GIVEN PROBLEM —
Copy the stretch from "For his new" through "into the mainstream." word for word from the article on the "Badsville" documentary.

Cinema Verite Comes to L.A.'s Club Scene

November 25, 2001|Lina Lecaro

For his new rock 'n' roll documentary, "Badsville," P.J. Wolff spent 18 months filming in L.A.'s smokiest, sweatiest underground music sanctuaries, where would-be rock stars pour their hearts out onstage night after night--often to hordes of loyal followers--but few seem able to break into the mainstream.

"I knew these bands had some interesting tales to tell," says Wolff, whose raucous film showcases local bohemian stalwarts such as Extra Fancy, Motochrist, Texas Terri and the Stiff Ones, Bubble, Pigmy Love Circus, the Streetwalkin' Cheetahs and the Hangmen. The latter's front man, Bryan Small, speaks for many of his colorful peers when he likens his band's early days to VH-1's " 'Behind the Music,' but without the limos and the big bucks to back it up."

A struggling musician himself, Wolff saw making "Badsville" (a mix of interviews and live footage a la Penelope Spheeris' "Decline of Western Civilization"), as a way to bypass the corporate gatekeepers and snag attention for his favorite bands. The result, for sale at Tower Video in Hollywood, opens a window on a volatile milieu where drug problems, stage mishaps, personality conflicts, unappealing day jobs and record deals gone awry are just part of the game.

Despite its cautionary moments, Wolff's exuberant valentine to L.A.'s demimonde die-hards celebrates a subculture where music may not always translate into a career, but often becomes a way of life. "If Joe rock 'n' roller in Idaho picks it up and becomes a fan of one these bands, that would make me happy," he says. "There's such talent here, and hopefully this will help it get some exposure."

ITEMS —

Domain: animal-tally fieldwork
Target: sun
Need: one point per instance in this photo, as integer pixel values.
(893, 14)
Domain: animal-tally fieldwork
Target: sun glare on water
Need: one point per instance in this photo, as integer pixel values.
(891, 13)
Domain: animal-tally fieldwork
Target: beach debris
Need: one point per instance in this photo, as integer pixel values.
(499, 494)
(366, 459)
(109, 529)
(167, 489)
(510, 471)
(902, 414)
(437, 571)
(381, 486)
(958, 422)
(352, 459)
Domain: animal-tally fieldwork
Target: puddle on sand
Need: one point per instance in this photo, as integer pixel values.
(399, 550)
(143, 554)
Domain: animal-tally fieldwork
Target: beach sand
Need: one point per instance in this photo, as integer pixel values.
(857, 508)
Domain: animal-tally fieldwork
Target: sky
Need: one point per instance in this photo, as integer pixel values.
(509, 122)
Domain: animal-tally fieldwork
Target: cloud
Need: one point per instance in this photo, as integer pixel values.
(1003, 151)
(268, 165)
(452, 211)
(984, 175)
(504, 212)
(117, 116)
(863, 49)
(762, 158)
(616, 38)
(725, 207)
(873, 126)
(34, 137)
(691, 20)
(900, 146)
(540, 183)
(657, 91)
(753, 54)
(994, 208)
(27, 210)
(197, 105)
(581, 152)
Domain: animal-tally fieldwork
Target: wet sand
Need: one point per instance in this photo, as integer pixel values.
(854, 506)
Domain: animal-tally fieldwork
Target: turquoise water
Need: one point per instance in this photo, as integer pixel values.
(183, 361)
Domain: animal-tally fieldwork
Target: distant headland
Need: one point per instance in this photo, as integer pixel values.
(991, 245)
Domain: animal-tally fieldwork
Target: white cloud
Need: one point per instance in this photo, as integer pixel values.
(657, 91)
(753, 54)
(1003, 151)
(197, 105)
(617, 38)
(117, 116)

THE RESULT —
For his new rock 'n' roll documentary, "Badsville," P.J. Wolff spent 18 months filming in L.A.'s smokiest, sweatiest underground music sanctuaries, where would-be rock stars pour their hearts out onstage night after night--often to hordes of loyal followers--but few seem able to break into the mainstream.